Please transcribe the data that follows without the pictures, keeping every word the same.

## Task inputs:
──────────
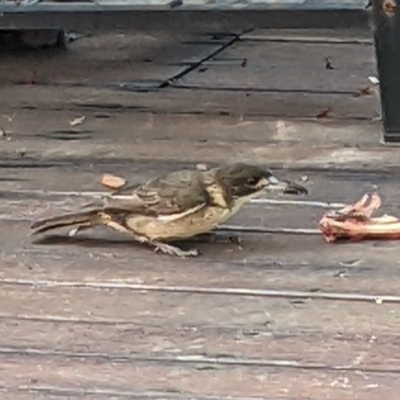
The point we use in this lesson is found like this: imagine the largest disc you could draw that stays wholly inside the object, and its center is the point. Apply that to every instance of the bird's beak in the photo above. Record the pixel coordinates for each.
(286, 187)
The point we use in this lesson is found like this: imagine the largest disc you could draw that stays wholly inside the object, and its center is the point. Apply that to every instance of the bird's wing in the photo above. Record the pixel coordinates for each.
(171, 197)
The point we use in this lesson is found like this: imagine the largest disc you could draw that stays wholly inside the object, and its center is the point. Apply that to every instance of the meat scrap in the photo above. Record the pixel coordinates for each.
(112, 182)
(355, 222)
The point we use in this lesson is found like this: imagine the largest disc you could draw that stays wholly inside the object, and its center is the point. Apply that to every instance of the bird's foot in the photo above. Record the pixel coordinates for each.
(173, 250)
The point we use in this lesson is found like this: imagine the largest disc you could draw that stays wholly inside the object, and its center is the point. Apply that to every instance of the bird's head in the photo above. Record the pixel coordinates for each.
(244, 180)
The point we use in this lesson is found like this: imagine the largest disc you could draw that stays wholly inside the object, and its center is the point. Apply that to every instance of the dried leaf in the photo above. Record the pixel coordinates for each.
(304, 178)
(201, 167)
(112, 181)
(323, 113)
(374, 80)
(77, 121)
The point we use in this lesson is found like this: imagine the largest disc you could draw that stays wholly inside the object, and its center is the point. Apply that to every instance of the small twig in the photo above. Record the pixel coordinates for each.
(205, 290)
(260, 229)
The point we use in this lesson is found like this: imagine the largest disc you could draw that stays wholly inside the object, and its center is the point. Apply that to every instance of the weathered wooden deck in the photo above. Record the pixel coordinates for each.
(285, 316)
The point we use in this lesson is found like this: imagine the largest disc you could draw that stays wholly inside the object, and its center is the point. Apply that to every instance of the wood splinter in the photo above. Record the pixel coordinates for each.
(355, 222)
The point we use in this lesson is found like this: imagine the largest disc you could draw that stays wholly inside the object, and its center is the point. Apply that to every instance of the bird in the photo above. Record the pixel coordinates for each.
(175, 206)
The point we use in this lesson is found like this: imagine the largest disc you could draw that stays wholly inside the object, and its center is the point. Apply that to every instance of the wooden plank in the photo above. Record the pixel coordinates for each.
(200, 345)
(93, 101)
(79, 143)
(195, 310)
(288, 67)
(230, 381)
(263, 262)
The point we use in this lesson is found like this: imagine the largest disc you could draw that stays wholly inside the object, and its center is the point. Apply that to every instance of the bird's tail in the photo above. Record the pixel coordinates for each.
(74, 219)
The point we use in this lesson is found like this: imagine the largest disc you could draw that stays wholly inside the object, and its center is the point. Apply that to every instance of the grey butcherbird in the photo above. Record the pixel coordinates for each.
(176, 206)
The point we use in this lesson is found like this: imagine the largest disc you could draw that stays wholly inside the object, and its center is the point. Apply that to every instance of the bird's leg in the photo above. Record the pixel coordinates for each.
(173, 250)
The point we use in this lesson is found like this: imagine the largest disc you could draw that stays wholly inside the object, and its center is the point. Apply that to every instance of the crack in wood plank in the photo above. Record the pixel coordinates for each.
(298, 294)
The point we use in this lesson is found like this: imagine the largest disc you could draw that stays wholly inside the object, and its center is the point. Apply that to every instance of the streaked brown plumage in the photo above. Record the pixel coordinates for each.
(176, 206)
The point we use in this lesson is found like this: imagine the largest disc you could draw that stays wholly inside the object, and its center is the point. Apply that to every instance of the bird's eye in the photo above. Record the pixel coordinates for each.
(253, 181)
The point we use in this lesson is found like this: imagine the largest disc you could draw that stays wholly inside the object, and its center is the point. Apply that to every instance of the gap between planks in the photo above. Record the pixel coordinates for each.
(117, 393)
(297, 294)
(193, 359)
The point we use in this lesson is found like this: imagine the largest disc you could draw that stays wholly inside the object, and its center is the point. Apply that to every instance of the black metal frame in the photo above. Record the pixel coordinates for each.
(386, 27)
(172, 17)
(177, 18)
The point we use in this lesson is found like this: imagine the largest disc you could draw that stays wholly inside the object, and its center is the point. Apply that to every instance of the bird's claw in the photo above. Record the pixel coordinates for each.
(174, 251)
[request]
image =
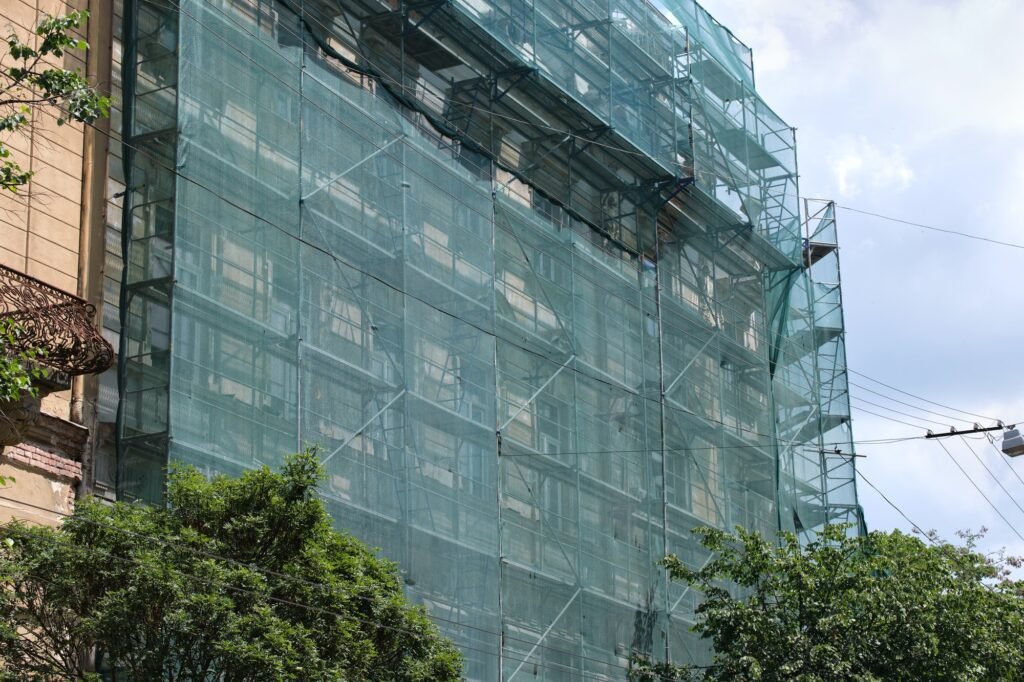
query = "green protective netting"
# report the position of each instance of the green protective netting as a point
(532, 361)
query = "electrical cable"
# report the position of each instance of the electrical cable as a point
(896, 412)
(994, 477)
(1003, 457)
(892, 504)
(900, 390)
(908, 405)
(932, 227)
(891, 419)
(977, 487)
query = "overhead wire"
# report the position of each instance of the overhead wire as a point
(1003, 457)
(892, 504)
(896, 412)
(978, 488)
(933, 227)
(994, 477)
(908, 405)
(900, 390)
(332, 255)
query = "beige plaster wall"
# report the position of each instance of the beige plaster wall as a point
(40, 225)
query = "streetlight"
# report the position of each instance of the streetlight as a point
(1013, 442)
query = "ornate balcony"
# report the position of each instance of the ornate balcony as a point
(54, 321)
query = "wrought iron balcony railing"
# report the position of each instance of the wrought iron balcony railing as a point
(54, 321)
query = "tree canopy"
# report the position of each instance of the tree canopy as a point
(882, 606)
(31, 77)
(240, 580)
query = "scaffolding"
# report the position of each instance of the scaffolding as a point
(531, 273)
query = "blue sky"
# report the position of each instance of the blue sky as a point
(914, 109)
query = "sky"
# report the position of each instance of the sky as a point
(914, 110)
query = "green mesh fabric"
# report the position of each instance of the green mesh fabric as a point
(529, 273)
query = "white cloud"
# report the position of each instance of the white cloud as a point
(859, 166)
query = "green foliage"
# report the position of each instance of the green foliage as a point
(28, 80)
(241, 580)
(884, 606)
(18, 368)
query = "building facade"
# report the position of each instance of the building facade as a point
(48, 242)
(534, 275)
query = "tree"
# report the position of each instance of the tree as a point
(236, 580)
(882, 606)
(30, 79)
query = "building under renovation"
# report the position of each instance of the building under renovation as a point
(532, 274)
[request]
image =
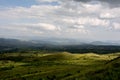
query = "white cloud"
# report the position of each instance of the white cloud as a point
(116, 26)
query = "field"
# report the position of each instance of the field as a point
(59, 66)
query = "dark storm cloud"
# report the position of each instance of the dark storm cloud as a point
(112, 3)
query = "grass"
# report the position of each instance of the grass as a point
(59, 66)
──────────
## Task result:
The point we use in this lesson is found like this: imagine the largest disc you could draw that stays wholly inside the object, and its center is the point. Apply that to every instance of the bird's beak in the photo above. Record the pixel coordinates for each.
(286, 187)
The point we use in this lesson is found like this: imagine the largest disc you could draw that stays wholly inside the object, and its center is the point. Apply that to every instance of the bird's wing in the photo above. Record the pixel coordinates for each.
(171, 197)
The point we use in this lesson is found like this: imagine the largest disc you could draw that stays wholly inside the object, and its center is the point. Apply that to every instance of the meat scrap in the photo above. Record the pixel coordinates for each.
(112, 182)
(355, 222)
The point we use in this lesson is found like this: imagine the largest disc you could draw that stays wholly inside the object, and its center is the point. Apply that to every instance of the bird's foot in the photo above. Record the pixel coordinates for each.
(173, 250)
The point we use in this lesson is found like this: imagine the largest disc you could draw that stays wholly inside the object, and its center is the point. Apply that to every instance of the bird's head in the photo above. Record the pixel coordinates for each.
(244, 180)
The point we use in this lesson is found like this: imagine the largest disc you could draw that stays wholly inside the object, and its center is the point. Apply that to every instance of the dried leaf in the photo above. Record the pixel coordinates for each.
(304, 178)
(201, 167)
(112, 181)
(323, 113)
(374, 80)
(77, 121)
The point we use in this lesson is found like this: imagine the largest disc you could draw that stays wholly inside the object, and its center is the point. Apply that to every instance of the small twig in the photo above. Record the pixel coordinates for each.
(205, 290)
(260, 229)
The point we use in this lesson is found like this: imagine the largest disc you could draw that stays wholly inside the object, and its center is the point. Apply that to every instance of the weathered wooden deck in the photo above. Record the pixel coordinates for each.
(285, 316)
The point we use in this lesson is found like this: imagine the largest disc you could draw that stays wholly inside the object, and its center is the point. Apply that to every instance of the wood splinter in the photo above. Record the pixel coordinates for each.
(355, 222)
The point we use in this lesson is found like this: imagine the largest disc you could draw that stays wholly inside the object, and its center is the point. Apply that to every instance of the bird in the photo above. Record the pixel coordinates for each.
(175, 206)
The point we use in this lesson is found like this: imagine the largest disc you could draw that stays wholly inside the object, and its center is the point. Apply that to every instance of the wooden plank in the photo above. Record the pixel coordinates for each.
(200, 345)
(93, 101)
(79, 143)
(195, 310)
(288, 67)
(230, 381)
(263, 262)
The point we use in this lesson is found like this: imagine the largest disc you could draw that stays wholly inside the object, and its center is the point. Apply that to every instance of the bird's tail in the photo above. Record the pixel coordinates for each.
(74, 219)
The point we use in this lesson is found like this: imagine the largest disc you could draw that stays wholly inside the object, and its center is the point. Apply that to every instance of the grey butcherbird in the photo above. Record the pixel coordinates for each.
(176, 206)
The point we use in this lesson is found like this: imagine the largest disc you could draw that stays wholly inside the object, and its center is the point. Apply that to every instance of the bird's leg in the photo above. Record the pixel coordinates for each.
(173, 250)
The point we use in this lesson is found like this: imagine the largest disc you could draw that stays wholly inside the object, and its center is the point. Apply that to every instance of the crack in wood plank in the photo above. Record the pixel coordinates for each.
(298, 294)
The point we use in this lesson is found like this: imagine the largest disc you could draw that stays wholly inside the object, and its center is the point. Apply that to every instance of the streaked brown plumage in the photo above. Record the pixel coordinates for each.
(176, 206)
The point we use in this lesson is found like this: imagine the largest disc you could draw that stays wholly inside the object, and its center is the point. Apply that to every instance of the bird's eye in the photo above. Record the pixel coordinates for each.
(253, 181)
The point we use in this lesson is found like this: imagine the largest disc you could draw that stays wholly inside the object, and its center is the point. Apply that to every instance of the gap between planks in the photo above. Record the pixel coordinates for each.
(117, 393)
(297, 294)
(193, 359)
The point we use in this lesson is found like this: imagine the largest disc you could draw that stays wholly inside the object, and its center is the point. Apply that to every instance of the black metal frame in the photo above. Record the pixel coordinates for each.
(386, 27)
(172, 17)
(177, 18)
The point we use in this lesson is found like this: imagine the largest disc you could draw that stays wholly inside the object, and its center is the point. Apply that to every instance of the bird's claw in the photo above. Record the pixel coordinates for each.
(174, 251)
[request]
image =
query = "green protective netting"
# report the position of each instance of the green protective netting as a point
(532, 361)
query = "electrical cable"
# report the position of each instance of the electrical cable as a point
(896, 412)
(994, 477)
(1003, 457)
(892, 504)
(900, 390)
(908, 405)
(932, 227)
(891, 419)
(977, 487)
query = "overhead wire"
# report the position of each instance of the overhead wire as a point
(1003, 457)
(892, 504)
(896, 412)
(978, 488)
(933, 227)
(994, 477)
(908, 405)
(900, 390)
(332, 255)
query = "beige plaster wall"
# report the position of each instance of the beige plaster wall as a point
(40, 225)
query = "streetlight"
# report the position of each instance of the streetlight as a point
(1013, 442)
query = "ornate balcony"
# report the position of each instance of the ornate balcony as a point
(54, 321)
query = "wrought iron balcony railing"
# report the position of each instance of the wrought iron balcony railing as a point
(54, 321)
query = "tree canopy"
# report the position of each instance of the tree canopy as a point
(882, 606)
(31, 77)
(240, 580)
query = "scaffolding"
# report the position of each instance of the scaffolding as a point
(531, 273)
query = "blue sky"
# report the position of each instance of the blue sky as a point
(914, 109)
query = "sky"
# report the position of each instance of the sky as a point
(914, 110)
query = "green mesh fabric"
# report the position of each instance of the green mesh fabric as a point
(529, 273)
query = "white cloud"
# report the position of each instance of the white cloud as a point
(859, 166)
query = "green foliage"
# report the position of each instance of the green foliage as a point
(28, 80)
(241, 580)
(884, 606)
(18, 368)
query = "building facade"
# report the position of each instance of the building facade as a point
(48, 242)
(534, 275)
query = "tree"
# report the position of each instance of the tree as a point
(236, 580)
(882, 606)
(30, 79)
query = "building under renovation"
# report the position of each instance of the building under renovation as a point
(532, 274)
[request]
image =
query = "white cloud"
# report the position of each instance of the white cloud as a point
(116, 26)
query = "field"
# report the position of each instance of the field as a point
(59, 66)
query = "dark storm cloud"
# report the position of each instance of the dark storm cloud as a point
(112, 3)
query = "grass"
# report the position of each instance of the grass as a point
(59, 66)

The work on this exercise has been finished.